▶ **TASK OBJECTIVE**
Go to the line that contains "the bell-shaped flower" and extract it along with every line after it, exactly, through the end of the data below.

▶ **RECORD EXTRACTS**

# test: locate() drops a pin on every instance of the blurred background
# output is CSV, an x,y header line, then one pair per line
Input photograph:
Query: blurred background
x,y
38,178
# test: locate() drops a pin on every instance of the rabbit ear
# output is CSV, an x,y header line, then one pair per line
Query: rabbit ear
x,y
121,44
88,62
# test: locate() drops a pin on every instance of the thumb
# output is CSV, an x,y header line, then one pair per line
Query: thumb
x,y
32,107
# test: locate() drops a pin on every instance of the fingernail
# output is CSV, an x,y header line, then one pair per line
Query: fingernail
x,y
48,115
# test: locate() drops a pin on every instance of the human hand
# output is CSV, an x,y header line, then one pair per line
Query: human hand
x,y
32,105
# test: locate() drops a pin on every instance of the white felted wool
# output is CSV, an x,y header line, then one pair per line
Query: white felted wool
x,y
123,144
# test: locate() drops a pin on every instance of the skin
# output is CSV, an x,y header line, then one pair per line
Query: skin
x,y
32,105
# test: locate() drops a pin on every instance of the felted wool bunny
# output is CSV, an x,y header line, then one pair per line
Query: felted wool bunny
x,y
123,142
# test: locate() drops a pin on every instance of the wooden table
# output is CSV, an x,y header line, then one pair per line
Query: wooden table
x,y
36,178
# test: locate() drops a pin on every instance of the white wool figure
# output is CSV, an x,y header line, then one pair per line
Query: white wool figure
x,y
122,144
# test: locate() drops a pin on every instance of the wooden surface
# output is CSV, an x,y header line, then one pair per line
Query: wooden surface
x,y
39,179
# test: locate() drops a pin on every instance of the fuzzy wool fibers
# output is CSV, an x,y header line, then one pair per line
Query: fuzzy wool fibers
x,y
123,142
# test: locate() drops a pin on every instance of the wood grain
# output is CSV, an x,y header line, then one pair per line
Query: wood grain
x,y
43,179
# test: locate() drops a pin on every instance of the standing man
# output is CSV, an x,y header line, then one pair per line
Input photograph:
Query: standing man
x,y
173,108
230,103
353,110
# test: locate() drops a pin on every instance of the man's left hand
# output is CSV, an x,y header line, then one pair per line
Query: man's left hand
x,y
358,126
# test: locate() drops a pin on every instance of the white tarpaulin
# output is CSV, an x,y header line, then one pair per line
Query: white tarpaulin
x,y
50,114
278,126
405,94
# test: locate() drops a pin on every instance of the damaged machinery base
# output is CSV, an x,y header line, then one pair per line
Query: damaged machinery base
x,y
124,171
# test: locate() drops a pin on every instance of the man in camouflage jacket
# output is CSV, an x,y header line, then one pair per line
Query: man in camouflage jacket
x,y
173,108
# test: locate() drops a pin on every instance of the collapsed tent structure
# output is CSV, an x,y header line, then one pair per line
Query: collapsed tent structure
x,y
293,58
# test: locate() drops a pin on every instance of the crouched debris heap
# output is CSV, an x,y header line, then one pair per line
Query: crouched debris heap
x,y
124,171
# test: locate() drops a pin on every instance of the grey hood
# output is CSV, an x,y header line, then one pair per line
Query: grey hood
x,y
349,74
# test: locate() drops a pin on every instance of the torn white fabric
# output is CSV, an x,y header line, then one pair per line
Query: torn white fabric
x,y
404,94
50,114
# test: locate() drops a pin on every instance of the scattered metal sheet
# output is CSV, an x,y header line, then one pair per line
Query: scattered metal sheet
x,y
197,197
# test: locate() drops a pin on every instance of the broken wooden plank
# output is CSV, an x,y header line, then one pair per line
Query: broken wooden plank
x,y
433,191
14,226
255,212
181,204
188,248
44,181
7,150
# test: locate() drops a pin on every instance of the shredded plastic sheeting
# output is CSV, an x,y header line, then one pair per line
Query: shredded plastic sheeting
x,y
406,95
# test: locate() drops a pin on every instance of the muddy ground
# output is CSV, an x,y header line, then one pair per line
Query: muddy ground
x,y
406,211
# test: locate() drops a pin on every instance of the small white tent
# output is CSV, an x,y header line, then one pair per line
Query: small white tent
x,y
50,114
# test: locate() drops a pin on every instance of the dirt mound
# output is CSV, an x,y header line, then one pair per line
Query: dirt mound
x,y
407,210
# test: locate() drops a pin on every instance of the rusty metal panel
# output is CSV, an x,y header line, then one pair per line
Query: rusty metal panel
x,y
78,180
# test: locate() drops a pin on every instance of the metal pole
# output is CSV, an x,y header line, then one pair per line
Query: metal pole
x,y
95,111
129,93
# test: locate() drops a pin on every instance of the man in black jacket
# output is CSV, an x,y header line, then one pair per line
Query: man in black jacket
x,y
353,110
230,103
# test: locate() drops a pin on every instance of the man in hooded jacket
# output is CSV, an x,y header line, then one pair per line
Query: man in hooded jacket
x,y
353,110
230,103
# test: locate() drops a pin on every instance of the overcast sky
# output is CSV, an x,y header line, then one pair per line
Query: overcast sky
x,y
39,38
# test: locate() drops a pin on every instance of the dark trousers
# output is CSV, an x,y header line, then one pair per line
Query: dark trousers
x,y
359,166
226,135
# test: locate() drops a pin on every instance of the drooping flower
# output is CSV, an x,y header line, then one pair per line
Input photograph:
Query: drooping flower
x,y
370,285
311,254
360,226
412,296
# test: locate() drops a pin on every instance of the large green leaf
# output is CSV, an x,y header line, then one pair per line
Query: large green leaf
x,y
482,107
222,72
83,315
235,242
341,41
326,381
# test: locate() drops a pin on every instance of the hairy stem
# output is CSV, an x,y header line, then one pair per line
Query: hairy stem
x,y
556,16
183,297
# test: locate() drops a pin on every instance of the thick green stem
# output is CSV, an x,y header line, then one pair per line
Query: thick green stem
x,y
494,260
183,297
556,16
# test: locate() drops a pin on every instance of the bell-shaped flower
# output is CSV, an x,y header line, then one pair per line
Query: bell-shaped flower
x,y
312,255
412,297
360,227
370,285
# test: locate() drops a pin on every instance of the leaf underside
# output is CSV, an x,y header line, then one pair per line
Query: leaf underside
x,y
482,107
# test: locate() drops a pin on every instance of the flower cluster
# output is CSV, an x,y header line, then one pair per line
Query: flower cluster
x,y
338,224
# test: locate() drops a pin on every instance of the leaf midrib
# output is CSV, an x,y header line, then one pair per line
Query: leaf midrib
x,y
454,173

▶ **PROBLEM SOLUTION**
# test: locate() drops a pin on every instance of the bell-shaped flower
# output is CSV, an x,y header line, then one pair per line
Query: bell-shaped flower
x,y
312,255
412,297
360,227
370,285
# test: locate() drops a pin on every instance of the leaf underside
# output is CSV, an x,y header line, then one pair per line
Query: leaf underside
x,y
482,107
# test: locate() drops a pin on every instance of the flower cluster
# output is CSV, an x,y header line, then one pair per line
Query: flower cluster
x,y
338,224
# test: locate() drops a pin on every instance of the leaf midrib
# output is CSV, an x,y header line, then one pair per line
Query: leaf midrib
x,y
454,173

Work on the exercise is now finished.